[Input start]

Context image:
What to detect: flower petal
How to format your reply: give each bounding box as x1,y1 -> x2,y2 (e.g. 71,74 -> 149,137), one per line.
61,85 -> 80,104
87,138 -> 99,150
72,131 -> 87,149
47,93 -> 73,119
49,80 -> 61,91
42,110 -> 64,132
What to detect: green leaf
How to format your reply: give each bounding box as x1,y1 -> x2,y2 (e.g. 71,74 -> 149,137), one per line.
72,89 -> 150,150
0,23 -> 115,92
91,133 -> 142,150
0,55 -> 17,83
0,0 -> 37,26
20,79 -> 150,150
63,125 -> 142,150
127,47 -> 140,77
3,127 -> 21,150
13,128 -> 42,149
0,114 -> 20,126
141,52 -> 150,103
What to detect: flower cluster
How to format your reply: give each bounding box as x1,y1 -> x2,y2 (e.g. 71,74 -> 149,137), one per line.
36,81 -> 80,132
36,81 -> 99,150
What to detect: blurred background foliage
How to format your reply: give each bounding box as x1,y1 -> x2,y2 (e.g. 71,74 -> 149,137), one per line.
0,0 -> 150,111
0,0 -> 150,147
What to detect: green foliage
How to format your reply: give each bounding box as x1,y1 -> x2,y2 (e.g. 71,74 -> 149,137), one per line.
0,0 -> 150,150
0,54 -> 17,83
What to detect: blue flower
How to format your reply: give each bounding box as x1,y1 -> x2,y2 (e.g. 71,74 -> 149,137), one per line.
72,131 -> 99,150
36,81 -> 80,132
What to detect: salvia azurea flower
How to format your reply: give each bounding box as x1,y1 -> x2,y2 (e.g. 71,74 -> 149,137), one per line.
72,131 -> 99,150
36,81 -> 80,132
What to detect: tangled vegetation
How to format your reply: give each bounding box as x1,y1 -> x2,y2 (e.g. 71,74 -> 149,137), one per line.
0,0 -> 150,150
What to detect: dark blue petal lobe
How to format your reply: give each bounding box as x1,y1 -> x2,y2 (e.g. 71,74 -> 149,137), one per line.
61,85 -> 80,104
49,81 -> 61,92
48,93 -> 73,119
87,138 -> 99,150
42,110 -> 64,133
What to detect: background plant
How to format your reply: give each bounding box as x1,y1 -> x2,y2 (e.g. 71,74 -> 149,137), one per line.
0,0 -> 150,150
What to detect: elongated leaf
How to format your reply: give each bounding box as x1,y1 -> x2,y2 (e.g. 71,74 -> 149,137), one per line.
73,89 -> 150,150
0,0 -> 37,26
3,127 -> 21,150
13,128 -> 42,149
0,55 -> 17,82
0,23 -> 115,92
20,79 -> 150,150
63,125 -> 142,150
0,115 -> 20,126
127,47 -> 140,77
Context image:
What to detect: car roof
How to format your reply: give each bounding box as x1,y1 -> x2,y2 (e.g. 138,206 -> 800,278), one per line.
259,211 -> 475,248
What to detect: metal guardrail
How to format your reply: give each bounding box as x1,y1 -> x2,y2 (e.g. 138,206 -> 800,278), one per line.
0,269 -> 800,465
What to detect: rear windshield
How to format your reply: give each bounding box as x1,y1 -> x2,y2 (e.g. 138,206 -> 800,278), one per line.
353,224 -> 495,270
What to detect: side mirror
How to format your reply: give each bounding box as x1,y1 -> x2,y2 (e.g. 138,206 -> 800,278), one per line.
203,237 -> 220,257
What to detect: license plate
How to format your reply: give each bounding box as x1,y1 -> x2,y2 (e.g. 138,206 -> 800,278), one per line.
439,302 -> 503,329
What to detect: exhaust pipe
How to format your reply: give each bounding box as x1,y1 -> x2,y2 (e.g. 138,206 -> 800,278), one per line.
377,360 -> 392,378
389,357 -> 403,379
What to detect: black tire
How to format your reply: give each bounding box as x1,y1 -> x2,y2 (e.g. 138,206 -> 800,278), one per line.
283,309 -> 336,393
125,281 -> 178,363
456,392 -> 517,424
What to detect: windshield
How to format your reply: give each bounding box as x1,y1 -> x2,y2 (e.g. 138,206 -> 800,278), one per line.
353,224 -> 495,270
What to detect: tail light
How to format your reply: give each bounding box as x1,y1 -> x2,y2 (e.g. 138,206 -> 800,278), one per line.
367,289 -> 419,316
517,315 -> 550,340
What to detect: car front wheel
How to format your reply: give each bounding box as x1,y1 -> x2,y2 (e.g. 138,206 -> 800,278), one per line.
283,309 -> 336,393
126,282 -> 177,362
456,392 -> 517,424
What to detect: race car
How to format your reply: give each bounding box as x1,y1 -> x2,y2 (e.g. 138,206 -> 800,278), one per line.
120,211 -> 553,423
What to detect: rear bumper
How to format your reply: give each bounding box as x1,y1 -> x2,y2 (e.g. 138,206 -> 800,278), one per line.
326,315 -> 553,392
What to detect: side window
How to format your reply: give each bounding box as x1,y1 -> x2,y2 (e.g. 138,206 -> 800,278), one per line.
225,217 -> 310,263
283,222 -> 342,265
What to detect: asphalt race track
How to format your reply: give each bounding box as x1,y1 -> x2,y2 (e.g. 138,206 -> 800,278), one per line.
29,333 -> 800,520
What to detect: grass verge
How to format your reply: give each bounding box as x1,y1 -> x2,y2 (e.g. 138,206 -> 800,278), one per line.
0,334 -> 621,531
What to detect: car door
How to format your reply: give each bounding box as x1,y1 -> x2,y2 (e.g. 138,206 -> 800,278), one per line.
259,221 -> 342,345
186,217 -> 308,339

[Input end]
[Input start]

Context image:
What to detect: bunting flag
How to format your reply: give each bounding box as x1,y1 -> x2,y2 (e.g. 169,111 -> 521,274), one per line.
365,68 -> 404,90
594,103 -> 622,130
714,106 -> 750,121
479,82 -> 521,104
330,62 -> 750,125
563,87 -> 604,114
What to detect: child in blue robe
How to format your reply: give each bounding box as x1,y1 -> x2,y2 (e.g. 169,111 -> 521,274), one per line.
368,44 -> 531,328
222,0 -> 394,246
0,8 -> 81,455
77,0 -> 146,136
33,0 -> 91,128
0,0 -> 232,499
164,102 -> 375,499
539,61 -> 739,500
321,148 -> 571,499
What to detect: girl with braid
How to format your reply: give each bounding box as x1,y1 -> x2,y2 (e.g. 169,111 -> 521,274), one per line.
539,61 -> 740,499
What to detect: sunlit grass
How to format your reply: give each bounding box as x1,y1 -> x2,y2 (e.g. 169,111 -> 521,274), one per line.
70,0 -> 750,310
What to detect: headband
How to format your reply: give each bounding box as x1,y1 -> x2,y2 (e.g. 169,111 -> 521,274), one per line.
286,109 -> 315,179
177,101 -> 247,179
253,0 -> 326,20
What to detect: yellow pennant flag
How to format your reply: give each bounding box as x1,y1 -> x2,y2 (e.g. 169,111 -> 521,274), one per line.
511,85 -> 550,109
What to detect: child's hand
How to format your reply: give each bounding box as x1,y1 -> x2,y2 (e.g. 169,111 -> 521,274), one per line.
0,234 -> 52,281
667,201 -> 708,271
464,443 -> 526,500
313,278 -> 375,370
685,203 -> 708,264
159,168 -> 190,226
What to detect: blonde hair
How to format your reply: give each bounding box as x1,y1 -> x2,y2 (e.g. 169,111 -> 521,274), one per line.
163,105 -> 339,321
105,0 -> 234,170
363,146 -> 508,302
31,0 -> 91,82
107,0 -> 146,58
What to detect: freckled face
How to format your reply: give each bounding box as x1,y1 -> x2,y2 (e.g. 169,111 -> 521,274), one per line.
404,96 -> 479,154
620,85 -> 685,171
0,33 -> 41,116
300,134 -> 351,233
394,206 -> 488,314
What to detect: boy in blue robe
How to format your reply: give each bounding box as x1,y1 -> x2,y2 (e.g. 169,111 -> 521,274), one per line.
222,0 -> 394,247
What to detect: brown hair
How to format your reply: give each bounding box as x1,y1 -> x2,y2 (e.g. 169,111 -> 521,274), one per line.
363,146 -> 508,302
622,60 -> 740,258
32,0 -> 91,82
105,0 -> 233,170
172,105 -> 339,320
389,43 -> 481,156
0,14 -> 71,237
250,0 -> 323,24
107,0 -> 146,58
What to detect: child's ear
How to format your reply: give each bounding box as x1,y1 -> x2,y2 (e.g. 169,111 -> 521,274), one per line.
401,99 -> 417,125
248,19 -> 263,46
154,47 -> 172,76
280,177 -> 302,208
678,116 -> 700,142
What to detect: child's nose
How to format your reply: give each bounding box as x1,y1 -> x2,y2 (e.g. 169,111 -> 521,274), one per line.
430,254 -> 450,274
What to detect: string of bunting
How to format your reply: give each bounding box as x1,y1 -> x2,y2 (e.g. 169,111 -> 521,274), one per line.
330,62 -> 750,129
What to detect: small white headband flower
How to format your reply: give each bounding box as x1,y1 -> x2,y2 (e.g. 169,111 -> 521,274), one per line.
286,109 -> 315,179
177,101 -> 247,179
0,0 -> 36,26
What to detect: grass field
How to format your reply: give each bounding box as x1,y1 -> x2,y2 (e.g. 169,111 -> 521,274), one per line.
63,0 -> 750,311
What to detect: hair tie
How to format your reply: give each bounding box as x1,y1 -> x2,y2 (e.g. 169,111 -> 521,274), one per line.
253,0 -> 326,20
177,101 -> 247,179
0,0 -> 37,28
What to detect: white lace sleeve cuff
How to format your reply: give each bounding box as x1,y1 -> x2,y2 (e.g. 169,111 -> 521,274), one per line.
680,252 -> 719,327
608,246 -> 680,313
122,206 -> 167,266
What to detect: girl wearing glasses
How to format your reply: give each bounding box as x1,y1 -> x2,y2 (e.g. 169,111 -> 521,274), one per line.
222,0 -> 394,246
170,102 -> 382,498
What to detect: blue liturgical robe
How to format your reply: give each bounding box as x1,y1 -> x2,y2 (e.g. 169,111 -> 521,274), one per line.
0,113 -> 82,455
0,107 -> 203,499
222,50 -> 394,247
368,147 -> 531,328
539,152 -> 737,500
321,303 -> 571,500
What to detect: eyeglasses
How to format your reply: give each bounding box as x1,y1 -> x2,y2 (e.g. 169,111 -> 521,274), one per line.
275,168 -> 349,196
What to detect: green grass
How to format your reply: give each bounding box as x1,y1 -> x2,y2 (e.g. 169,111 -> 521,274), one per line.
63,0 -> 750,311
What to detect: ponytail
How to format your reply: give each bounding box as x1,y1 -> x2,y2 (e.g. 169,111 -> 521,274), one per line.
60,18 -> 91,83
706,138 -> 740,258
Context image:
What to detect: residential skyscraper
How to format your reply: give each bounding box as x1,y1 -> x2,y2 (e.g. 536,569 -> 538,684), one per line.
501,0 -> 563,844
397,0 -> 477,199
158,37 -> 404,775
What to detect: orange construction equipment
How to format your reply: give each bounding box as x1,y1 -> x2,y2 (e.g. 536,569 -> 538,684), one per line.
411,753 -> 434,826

[Input end]

● Instructions for the task
Duplicate the records that begin with the line containing "What to detect: race car" and end with the line containing "120,211 -> 553,423", copying every line of that part, both end lines included.

● Worked solution
What to detect: race car
How to format your reply: give each bounding box as x1,y1 -> x2,y2 (e.g. 138,206 -> 800,278), one per line.
120,211 -> 553,423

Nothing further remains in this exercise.